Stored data
┄┄┄┄┄┄┄┄┄┄┄┄┄┄┄┄┄┄┄┄
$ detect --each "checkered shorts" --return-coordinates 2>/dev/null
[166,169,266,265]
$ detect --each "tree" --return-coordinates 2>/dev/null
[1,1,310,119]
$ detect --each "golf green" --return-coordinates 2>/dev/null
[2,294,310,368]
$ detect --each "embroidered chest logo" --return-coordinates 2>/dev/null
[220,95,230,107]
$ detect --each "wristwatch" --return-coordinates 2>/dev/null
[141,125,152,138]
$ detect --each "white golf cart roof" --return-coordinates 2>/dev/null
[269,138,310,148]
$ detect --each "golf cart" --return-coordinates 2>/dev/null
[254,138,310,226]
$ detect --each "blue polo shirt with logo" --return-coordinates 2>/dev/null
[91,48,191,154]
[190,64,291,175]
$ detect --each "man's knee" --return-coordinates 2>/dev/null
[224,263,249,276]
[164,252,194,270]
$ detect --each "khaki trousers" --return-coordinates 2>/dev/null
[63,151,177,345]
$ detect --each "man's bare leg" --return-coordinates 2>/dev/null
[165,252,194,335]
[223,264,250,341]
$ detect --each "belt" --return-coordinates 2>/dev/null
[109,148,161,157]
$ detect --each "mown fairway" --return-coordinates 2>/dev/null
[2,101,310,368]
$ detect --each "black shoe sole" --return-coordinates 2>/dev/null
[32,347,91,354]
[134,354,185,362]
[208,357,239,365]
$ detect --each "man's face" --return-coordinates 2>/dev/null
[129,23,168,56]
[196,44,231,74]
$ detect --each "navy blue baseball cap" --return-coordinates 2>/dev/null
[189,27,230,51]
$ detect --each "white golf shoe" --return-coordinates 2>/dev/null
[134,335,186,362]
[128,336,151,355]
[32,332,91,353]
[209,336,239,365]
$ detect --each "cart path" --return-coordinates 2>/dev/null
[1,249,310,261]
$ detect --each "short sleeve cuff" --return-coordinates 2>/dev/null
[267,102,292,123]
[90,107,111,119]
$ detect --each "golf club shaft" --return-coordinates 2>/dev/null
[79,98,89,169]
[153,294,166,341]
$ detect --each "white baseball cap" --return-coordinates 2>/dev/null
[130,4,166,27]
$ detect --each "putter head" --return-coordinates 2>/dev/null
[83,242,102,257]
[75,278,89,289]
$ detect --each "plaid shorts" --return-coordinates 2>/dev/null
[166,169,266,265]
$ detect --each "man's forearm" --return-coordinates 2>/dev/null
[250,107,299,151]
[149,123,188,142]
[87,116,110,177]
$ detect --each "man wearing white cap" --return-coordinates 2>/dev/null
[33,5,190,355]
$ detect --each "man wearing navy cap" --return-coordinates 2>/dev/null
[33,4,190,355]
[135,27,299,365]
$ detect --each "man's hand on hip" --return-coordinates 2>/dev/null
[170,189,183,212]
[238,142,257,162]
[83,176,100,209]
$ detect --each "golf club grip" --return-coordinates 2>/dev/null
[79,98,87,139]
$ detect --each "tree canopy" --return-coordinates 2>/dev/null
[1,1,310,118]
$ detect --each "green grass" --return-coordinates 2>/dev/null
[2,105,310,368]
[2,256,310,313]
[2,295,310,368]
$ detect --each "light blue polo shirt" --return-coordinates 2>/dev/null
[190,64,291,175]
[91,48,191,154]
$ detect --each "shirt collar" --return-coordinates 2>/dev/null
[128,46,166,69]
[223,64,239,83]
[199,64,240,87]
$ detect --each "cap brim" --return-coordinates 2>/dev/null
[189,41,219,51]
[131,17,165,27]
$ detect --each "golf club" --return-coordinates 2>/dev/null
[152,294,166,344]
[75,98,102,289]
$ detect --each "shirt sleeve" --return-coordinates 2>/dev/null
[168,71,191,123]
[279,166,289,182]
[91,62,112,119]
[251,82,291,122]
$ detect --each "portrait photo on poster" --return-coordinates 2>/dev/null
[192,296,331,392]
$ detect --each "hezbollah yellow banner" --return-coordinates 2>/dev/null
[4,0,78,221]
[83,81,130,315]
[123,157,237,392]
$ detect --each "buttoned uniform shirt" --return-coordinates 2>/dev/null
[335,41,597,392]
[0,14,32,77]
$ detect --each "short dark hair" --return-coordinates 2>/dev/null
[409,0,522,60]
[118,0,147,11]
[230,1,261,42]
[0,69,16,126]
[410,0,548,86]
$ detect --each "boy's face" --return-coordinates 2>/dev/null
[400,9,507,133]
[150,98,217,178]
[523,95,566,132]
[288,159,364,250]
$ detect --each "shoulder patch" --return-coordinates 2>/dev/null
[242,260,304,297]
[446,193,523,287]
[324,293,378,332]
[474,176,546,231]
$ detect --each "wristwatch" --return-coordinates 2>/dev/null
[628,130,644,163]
┄┄┄┄┄┄┄┄┄┄┄┄┄┄┄┄┄┄┄┄
▶ _What is expected_
Reproduce the items verbatim, beginning with the first line and ending with the line that contains "[196,44,231,74]", including that line.

▶ _Complete response_
$ detect --each "checkered shorts" --return-coordinates 2>/dev/null
[166,169,266,265]
$ detect --each "tree" --return-coordinates 2>/dev/null
[1,1,310,119]
$ detect --each "golf green" --return-coordinates 2>/dev/null
[2,294,310,368]
$ detect --each "embroidered chest logo" --return-coordinates 2>/dev/null
[220,95,230,107]
$ detect --each "wristwatch" --return-coordinates 2>/dev/null
[141,125,152,138]
$ detect --each "white golf cart roof" --return-coordinates 2>/dev/null
[269,138,310,148]
$ detect --each "golf cart" --return-coordinates 2>/dev/null
[254,138,310,226]
$ detect --each "blue polo shirt with logo" --return-coordinates 2>/dev/null
[91,48,191,154]
[190,64,291,175]
$ detect --each "man's knee" --return-coordinates 2>/dev/null
[224,263,249,276]
[164,252,194,270]
$ detect --each "khaki trousers" --return-coordinates 2>/dev/null
[63,151,177,345]
$ detect --each "man's bare leg" --return-coordinates 2>/dev/null
[165,252,194,335]
[223,264,250,341]
$ detect --each "belt" --return-coordinates 2>/dev/null
[109,148,161,157]
$ detect --each "mown fairway" --return-coordinates 2>/dev/null
[2,101,310,368]
$ detect --each "black shoe sole" --return-coordinates 2>/dev/null
[32,347,91,354]
[134,354,185,362]
[208,357,239,365]
$ detect --each "man's face" --return-coordinates 2>/dev/null
[129,23,168,56]
[196,44,231,74]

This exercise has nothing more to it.